* _Text section_:
[Start of Attachment]

🌑 How Growing Up with a Toxic Mother Made Me Emotionally Numb — and How I’m Slowly Healing


Hi. I’m a woman who grew up with a toxic mother.
For decades, I lost the sense that my life belonged to me.
Every decision, every dream, every attempt to be myself — all stolen by the words of my mother.


■The Rules of Her Control

No going out.
No dating.
(But somehow, she also yelled, “Why aren’t you married yet?” — and then destroyed my engagement the moment I introduced a potential husband.)

No traveling.
(“You’ll get kidnapped or sold to a brothel.” — Yes, she really said that.)
No hobbies, because “those don’t make money.”
No school clubs, because “sports girls have thick legs.”

Basically, anything that made me me was forbidden.
Only “study” was allowed — as if grades were the only proof of existence.


■Her Madness and Contradictions

My mother was highly educated, a so-called “career woman.”
But inside, she was pure insecurity — desperate for validation.

One hour, she’d say:

“You must go to the University of Tokyo! I told the neighbors already!”

A few hours later, she’d burst into my room laughing:

“You? You’ll never even get into a third-rate college! You’re useless!”

It was like living with multiple personalities in one body.

Later, I realized — my mother was an energy vampire.
She couldn’t generate her own happiness, so she drained it from others.
Hurting someone was how she stayed alive.


■She Wanted Me to Be Helpless

Every time I tried something new, she mocked me until I gave up.
Eventually, I stopped trying altogether.
I became a lifeless version of myself — no hobbies, no confidence, no spark.

And yet… she looked pleased.

Toxic parents feel safest when their child stays small.
When you’re weak, they can say,

“See? You can’t survive without me.”

It’s twisted, but it’s true.
For them, your failure is their peace of mind.

[End of Attachment]

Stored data
[Start of Attachment]

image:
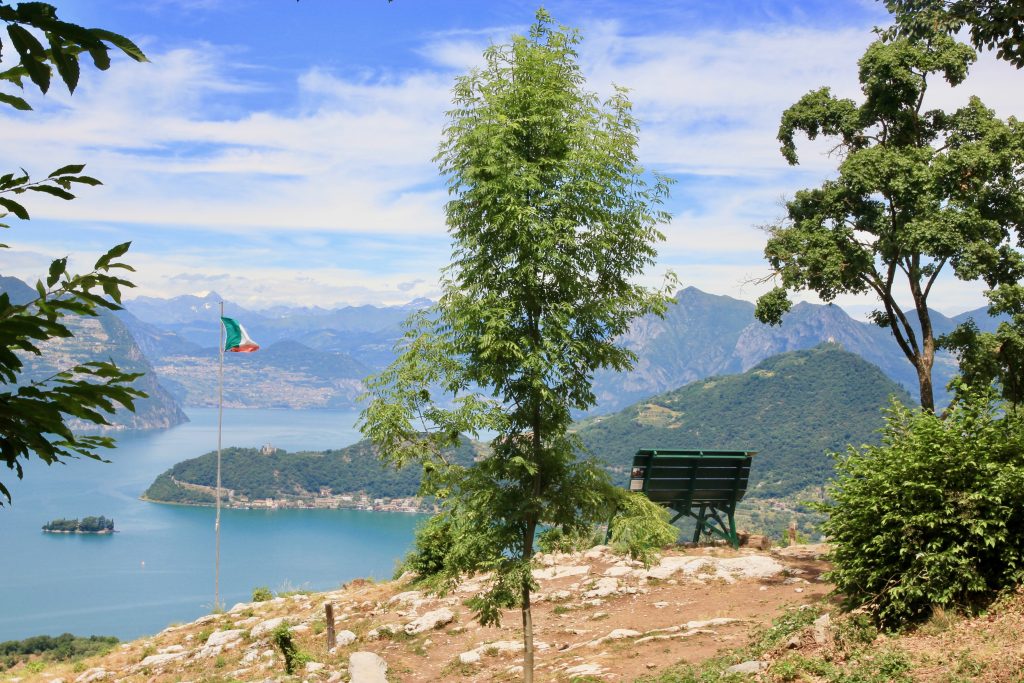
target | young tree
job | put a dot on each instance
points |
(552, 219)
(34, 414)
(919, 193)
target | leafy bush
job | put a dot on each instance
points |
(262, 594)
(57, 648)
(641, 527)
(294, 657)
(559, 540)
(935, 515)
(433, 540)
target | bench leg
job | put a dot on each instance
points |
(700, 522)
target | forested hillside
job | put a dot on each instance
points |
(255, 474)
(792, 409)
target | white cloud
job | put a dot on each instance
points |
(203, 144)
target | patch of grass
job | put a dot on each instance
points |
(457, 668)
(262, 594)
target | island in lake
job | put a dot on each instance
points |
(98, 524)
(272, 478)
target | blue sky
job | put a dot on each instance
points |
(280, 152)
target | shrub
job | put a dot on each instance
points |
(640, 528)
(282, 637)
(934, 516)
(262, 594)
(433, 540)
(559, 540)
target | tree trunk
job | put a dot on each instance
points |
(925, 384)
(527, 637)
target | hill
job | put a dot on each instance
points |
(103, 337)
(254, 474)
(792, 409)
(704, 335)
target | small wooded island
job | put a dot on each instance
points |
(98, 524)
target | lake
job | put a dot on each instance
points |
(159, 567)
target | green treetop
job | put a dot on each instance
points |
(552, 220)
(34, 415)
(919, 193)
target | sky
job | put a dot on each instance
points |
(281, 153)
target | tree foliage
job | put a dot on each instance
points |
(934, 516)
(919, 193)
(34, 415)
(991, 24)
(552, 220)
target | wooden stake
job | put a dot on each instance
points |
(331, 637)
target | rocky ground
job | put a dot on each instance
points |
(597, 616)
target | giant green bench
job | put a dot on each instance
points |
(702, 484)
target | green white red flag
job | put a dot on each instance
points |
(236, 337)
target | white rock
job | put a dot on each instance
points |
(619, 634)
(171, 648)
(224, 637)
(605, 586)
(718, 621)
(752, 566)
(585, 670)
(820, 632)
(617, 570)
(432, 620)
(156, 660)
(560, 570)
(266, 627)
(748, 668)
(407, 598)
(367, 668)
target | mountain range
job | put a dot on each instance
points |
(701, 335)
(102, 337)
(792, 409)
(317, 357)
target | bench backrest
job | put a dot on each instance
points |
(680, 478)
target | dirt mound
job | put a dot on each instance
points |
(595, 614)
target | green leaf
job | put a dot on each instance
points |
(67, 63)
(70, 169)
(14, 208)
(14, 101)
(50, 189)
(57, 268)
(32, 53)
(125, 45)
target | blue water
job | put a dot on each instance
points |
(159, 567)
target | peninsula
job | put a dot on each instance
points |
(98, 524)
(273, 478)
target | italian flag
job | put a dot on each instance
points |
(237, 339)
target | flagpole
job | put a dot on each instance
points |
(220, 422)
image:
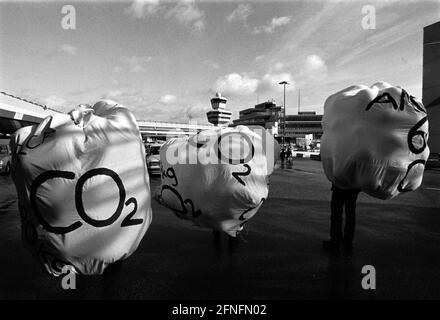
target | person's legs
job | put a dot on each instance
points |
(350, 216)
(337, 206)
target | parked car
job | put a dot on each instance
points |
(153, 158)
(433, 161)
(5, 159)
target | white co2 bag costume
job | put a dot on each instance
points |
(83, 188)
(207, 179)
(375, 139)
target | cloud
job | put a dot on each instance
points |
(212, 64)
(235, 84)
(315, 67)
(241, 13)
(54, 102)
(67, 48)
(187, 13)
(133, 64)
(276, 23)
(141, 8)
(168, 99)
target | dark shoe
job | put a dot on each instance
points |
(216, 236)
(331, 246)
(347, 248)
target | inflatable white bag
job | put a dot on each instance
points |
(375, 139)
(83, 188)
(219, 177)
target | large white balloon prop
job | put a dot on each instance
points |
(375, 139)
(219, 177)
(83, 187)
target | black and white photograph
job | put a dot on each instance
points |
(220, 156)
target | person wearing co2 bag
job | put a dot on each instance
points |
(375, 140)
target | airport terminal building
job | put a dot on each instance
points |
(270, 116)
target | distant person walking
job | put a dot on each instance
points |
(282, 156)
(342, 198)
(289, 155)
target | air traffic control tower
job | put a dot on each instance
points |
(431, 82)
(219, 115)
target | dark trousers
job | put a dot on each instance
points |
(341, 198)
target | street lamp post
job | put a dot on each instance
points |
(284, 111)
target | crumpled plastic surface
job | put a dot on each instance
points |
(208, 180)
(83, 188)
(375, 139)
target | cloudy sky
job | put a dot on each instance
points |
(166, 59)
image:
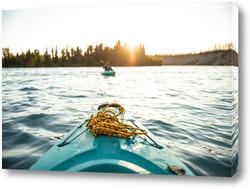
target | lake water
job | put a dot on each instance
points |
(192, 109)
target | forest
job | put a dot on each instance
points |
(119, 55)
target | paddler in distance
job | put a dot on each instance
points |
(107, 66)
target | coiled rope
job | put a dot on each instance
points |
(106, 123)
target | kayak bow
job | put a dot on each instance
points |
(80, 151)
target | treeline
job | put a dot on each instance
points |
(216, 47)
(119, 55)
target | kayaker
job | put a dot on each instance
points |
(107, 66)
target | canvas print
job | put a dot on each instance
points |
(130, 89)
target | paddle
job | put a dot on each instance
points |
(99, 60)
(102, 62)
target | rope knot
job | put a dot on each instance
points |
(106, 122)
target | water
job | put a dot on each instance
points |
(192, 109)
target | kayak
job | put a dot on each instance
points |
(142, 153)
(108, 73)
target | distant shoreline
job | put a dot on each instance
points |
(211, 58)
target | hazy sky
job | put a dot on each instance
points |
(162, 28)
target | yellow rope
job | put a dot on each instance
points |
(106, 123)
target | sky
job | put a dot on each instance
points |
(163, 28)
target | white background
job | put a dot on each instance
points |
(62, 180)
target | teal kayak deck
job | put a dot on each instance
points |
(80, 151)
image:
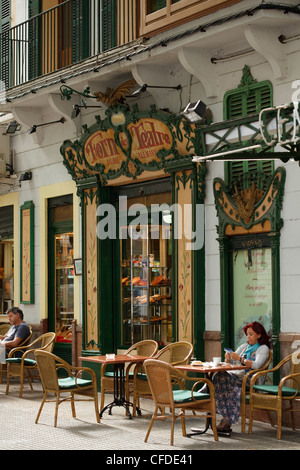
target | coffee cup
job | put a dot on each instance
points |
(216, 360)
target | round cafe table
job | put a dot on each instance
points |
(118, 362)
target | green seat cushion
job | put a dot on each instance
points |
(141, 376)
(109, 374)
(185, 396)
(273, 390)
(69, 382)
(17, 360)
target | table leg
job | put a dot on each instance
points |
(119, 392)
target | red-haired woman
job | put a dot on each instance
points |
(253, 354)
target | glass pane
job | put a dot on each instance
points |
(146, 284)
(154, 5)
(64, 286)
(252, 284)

[End of Attachment]

* _Requirement 1_: Duplicate the part of the essay on growing up with a toxic mother starting with "Hi. I’m a woman" and going on through "really said that.)".
* _Requirement 2_: Pick up the essay on growing up with a toxic mother after its last sentence and continue writing it.

* _Output 1_:
Hi. I’m a woman who grew up with a toxic mother.
For decades, I lost the sense that my life belonged to me.
Every decision, every dream, every attempt to be myself — all stolen by the words of my mother.


■The Rules of Her Control

No going out.
No dating.
(But somehow, she also yelled, “Why aren’t you married yet?” — and then destroyed my engagement the moment I introduced a potential husband.)

No traveling.
(“You’ll get kidnapped or sold to a brothel.” — Yes, she really said that.)

* _Output 2_:
■Leaving Home Wasn’t the End

I finally escaped by getting married.
But even after leaving that house, her voice stayed in my head.

“You have no hobbies.”
“You’re not special.”
“No one needs you.”

Those voices became my own thoughts.
Even freedom felt empty.


■How I Started to Heal from “Emotional Paralysis”

Then I realized something simple:
To heal, I needed to find what I genuinely like — not what earns approval.

A “hobby” doesn’t have to be fancy or expensive.
It just needs to make you feel alive.

Start small:

  • Take photos on your walks and post them online. (Who knows — maybe you’ll grow an audience.)
  • Cook a simple soup with what’s in your fridge.
  • Write down your thoughts about a book you read. (It’s how blogging begins.)
  • Try free video-editing apps — or share your story in short clips.
  • Turn your pain into words. Someone out there needs to read it.

Being “hobbyless” doesn’t mean you’re hopeless.
It just means you haven’t met the thing that lights you up yet.


■Taking Back the Remote Control of My Life

No matter what kind of past you had, you can choose your future.
Even now, I still have days when I feel empty.
But each time I do one small thing I want to do, I get a bit of myself back.

The years stolen by my mother won’t return —
but the rest of my life belongs entirely to me.

This time, I’m holding the remote control of my life — and I’m not giving it back.